WORK ITEM:
Search the entries for the word "hillside". Copy each line in which it is found.

SUPPLIED ENTRIES:
************

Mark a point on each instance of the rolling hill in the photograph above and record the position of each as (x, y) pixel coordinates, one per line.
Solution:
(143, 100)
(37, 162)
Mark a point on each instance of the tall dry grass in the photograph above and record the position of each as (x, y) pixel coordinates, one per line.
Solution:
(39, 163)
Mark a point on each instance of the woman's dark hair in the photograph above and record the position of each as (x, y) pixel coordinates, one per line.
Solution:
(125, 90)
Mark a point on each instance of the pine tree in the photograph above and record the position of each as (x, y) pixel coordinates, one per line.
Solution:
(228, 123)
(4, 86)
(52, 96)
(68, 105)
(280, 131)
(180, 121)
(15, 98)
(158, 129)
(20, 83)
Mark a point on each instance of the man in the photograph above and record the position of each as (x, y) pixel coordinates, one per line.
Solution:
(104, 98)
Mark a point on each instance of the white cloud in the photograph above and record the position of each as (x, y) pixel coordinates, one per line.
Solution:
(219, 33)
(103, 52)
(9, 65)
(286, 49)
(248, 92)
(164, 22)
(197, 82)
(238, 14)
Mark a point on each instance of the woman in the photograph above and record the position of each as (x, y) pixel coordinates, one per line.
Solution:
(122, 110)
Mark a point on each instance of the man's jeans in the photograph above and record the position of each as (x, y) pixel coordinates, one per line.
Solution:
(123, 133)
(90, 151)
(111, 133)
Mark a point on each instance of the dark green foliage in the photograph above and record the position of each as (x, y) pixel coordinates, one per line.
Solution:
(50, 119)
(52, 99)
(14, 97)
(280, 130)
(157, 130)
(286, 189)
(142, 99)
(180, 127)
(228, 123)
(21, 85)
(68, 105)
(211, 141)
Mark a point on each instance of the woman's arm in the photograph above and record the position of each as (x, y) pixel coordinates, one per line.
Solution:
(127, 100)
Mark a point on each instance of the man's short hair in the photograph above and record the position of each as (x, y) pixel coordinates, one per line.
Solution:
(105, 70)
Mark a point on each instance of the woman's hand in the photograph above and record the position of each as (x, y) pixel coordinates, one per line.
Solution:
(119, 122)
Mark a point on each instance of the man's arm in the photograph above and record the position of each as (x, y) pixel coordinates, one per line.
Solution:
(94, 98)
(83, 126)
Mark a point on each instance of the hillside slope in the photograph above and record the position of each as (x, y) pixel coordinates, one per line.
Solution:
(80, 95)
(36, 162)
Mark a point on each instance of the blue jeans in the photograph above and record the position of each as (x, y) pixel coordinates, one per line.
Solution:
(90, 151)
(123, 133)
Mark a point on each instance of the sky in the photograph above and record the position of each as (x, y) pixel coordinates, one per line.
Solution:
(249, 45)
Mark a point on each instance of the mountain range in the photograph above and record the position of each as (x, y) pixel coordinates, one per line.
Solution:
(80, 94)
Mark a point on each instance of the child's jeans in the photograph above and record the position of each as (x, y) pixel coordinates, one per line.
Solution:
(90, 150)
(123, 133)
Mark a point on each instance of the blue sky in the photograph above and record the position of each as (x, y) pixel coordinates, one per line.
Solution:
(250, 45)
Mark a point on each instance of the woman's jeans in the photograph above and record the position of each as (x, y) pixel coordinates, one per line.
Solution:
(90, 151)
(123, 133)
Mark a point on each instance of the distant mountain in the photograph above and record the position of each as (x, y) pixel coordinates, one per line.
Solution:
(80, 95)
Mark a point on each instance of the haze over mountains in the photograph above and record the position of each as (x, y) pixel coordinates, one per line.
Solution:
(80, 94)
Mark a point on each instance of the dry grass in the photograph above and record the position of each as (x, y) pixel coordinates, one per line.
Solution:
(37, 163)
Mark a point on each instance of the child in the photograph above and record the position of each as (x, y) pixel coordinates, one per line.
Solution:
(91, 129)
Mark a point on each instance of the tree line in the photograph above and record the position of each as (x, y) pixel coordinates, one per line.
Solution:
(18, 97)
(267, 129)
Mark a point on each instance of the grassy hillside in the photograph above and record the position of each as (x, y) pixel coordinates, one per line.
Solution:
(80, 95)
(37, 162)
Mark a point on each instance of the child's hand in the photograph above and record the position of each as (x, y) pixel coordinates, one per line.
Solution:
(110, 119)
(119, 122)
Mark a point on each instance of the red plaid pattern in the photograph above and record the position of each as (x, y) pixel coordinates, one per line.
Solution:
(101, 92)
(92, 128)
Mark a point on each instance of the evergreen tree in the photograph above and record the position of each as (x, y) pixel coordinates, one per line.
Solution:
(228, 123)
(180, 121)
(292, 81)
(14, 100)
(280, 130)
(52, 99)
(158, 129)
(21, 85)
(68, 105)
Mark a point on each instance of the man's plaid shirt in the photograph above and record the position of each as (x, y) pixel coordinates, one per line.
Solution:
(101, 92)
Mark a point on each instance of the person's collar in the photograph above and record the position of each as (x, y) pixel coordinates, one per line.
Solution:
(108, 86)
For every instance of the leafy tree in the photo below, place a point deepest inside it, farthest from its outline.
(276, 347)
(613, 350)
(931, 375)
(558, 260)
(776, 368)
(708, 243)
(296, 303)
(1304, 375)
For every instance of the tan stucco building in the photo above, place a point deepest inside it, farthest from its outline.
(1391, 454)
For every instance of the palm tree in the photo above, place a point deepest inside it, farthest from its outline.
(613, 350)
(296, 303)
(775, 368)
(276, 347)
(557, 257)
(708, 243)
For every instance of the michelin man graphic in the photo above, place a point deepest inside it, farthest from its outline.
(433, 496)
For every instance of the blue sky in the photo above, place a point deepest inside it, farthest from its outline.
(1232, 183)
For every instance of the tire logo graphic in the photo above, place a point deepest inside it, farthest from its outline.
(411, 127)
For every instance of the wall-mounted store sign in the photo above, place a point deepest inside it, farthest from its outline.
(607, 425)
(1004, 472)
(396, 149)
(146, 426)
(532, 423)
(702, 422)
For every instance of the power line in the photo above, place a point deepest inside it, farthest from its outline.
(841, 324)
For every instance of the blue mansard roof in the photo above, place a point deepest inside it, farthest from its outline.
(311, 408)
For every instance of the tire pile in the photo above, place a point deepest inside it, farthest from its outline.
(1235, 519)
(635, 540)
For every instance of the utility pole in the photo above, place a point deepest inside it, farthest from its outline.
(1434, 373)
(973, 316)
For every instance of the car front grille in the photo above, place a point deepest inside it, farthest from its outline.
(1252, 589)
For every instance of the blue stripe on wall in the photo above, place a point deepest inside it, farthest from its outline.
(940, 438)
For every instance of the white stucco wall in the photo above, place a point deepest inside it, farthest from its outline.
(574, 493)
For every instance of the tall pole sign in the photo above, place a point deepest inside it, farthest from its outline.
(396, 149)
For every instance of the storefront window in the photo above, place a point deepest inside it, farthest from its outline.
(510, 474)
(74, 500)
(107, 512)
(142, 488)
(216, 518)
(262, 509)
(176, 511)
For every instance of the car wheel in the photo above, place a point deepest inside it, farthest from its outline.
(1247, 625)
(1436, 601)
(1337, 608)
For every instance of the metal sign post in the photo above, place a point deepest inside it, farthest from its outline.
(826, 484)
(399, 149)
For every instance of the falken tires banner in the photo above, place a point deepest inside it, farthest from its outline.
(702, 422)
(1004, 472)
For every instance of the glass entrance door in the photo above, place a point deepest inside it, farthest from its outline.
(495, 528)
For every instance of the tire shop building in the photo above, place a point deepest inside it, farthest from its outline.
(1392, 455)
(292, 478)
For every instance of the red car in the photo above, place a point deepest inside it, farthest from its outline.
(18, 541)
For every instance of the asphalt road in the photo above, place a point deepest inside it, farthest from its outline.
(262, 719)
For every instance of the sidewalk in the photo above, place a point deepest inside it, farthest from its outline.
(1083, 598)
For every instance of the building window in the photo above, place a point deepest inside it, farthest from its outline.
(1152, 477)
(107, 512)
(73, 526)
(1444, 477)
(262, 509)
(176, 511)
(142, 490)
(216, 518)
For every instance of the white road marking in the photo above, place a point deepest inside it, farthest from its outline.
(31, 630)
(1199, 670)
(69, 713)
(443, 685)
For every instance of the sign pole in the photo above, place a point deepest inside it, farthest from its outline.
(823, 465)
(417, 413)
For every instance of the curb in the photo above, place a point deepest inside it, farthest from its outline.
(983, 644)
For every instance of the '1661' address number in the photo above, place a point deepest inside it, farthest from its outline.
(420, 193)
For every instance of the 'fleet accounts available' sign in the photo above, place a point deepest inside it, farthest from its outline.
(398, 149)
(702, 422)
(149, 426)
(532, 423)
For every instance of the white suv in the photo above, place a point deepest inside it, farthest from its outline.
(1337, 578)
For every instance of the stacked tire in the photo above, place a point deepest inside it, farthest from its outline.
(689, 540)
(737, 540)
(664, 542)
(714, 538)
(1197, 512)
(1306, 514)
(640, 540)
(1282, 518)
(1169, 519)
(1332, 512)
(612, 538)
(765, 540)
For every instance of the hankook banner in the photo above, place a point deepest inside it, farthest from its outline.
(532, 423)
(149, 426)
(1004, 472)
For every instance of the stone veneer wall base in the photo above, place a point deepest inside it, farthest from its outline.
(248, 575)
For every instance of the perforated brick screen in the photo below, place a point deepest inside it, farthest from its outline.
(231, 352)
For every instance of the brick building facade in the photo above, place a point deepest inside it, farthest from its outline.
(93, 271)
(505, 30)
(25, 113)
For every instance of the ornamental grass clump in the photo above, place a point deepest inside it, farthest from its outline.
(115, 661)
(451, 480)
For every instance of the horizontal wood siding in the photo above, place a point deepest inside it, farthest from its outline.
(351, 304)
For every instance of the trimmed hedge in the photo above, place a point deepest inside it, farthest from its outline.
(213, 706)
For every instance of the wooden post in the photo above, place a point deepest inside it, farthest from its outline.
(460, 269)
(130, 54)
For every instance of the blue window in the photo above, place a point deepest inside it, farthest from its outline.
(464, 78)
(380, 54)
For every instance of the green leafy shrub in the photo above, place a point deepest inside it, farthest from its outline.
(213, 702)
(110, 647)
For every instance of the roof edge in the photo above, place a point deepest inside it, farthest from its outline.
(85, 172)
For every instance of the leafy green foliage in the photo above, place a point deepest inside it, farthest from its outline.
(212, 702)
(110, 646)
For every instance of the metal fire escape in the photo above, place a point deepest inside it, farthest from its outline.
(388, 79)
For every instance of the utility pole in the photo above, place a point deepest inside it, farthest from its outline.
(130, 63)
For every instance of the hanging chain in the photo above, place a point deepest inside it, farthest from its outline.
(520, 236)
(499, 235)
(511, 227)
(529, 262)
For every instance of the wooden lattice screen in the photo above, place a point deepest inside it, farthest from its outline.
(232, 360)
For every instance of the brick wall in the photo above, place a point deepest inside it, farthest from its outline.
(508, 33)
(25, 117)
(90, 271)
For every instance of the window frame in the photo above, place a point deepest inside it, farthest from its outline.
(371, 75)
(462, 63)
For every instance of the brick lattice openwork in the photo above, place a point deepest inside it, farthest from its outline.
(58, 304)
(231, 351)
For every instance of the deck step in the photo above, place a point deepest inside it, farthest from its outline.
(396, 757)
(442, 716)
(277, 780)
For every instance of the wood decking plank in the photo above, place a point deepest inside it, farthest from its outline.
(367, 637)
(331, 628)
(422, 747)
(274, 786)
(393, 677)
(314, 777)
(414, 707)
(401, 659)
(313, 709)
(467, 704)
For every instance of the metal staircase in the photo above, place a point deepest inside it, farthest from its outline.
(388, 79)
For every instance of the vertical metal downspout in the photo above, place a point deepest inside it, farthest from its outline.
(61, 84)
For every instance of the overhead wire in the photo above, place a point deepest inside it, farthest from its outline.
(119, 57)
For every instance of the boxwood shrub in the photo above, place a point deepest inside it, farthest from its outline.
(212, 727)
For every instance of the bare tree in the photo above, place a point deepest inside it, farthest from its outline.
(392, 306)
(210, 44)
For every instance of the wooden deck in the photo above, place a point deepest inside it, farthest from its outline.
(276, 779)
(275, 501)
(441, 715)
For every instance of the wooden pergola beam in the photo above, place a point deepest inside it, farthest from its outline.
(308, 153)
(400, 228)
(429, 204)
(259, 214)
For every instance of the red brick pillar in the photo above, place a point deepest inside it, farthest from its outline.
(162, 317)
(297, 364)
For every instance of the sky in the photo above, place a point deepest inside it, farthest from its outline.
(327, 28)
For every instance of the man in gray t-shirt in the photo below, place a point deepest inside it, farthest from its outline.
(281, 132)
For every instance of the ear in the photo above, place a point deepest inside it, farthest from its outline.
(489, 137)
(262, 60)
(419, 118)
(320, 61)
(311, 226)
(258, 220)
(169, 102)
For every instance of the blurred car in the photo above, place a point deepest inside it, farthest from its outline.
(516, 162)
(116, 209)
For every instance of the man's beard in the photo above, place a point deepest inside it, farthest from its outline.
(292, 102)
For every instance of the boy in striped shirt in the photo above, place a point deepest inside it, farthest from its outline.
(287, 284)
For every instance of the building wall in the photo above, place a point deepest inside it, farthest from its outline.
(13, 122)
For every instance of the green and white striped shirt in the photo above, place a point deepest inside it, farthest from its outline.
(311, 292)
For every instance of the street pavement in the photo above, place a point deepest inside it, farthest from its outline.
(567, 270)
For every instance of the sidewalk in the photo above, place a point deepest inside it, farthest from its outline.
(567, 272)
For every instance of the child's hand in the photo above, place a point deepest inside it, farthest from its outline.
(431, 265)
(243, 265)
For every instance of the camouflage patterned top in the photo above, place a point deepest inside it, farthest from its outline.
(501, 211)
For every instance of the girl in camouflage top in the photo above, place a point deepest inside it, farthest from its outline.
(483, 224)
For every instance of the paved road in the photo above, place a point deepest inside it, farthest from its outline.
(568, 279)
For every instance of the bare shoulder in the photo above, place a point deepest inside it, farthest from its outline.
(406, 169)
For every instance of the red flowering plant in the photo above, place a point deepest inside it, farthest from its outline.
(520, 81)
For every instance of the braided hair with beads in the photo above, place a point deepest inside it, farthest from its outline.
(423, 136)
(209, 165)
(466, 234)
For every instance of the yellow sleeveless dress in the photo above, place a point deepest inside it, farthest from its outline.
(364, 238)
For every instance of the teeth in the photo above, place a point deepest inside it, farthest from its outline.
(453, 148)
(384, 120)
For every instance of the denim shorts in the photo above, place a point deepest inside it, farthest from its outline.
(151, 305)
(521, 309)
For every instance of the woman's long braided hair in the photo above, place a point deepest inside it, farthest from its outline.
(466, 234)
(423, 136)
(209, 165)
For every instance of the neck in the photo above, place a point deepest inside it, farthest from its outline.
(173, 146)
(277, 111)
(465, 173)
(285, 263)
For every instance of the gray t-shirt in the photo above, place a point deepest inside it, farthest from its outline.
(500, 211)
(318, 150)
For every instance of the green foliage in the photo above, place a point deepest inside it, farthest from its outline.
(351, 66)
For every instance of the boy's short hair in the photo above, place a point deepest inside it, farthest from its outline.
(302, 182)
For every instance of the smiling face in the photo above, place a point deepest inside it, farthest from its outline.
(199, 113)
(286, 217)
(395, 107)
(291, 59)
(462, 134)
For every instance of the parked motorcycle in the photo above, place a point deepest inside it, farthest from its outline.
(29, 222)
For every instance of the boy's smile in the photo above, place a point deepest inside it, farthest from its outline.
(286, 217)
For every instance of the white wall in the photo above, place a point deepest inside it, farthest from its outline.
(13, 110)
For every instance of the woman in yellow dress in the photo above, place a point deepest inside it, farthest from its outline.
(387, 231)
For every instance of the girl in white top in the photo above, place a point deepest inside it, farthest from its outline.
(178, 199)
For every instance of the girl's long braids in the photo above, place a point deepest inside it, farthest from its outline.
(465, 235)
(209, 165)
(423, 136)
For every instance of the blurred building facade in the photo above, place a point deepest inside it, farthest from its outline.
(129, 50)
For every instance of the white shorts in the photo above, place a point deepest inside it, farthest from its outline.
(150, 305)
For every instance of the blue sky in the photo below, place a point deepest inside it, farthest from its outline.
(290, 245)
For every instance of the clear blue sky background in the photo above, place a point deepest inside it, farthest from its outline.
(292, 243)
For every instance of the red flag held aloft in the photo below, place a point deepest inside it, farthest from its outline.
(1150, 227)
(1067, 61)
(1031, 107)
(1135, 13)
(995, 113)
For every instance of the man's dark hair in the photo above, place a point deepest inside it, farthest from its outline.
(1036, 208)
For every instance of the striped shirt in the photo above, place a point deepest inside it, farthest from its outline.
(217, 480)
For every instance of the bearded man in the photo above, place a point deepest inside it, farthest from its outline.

************

FINAL ANSWER:
Mark a point on each instance of the hillside slope in the photograph above and record the position of each as (x, y) pixel coordinates, one per line.
Mark a point on each instance of the grassy hillside in the photograph above and record the position of each as (x, y) pixel coordinates, one per line.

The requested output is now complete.